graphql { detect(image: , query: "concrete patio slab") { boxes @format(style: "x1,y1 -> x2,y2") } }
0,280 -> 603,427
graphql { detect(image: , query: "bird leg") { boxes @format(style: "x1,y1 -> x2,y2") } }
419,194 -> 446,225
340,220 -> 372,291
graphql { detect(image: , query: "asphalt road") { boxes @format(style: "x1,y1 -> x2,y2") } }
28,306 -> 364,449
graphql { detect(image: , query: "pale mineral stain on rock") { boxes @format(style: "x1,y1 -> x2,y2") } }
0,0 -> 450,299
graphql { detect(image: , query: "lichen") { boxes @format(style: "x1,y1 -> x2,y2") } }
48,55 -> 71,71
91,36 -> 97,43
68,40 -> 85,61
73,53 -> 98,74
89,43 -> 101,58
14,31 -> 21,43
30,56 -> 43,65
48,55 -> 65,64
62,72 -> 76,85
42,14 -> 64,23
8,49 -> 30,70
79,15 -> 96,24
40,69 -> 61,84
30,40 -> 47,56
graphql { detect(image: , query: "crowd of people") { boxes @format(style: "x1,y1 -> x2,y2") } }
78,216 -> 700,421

------------------------------------

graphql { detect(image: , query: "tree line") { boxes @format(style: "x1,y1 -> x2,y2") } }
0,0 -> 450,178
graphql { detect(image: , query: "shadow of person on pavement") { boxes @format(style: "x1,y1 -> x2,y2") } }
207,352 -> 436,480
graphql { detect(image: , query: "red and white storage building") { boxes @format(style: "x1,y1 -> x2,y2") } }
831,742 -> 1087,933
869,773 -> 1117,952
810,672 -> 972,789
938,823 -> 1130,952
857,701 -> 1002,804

------------------------------------

_Task objective_: Reproduce the records above unchanged, from the line with "of person on" to the line with "857,701 -> 1002,804", including both of those lines.

_Answer to this task_:
graphql { detect(image: , query: "shadow of person on pavement") { boxes @format(style: "x1,y1 -> x2,y2") } }
207,352 -> 436,480
graphql { detect(image: , query: "red and white storage building") { boxes @format(style: "x1,y1 -> x2,y2") } }
831,742 -> 1087,933
869,773 -> 1117,952
810,672 -> 972,789
938,823 -> 1130,952
857,701 -> 1002,804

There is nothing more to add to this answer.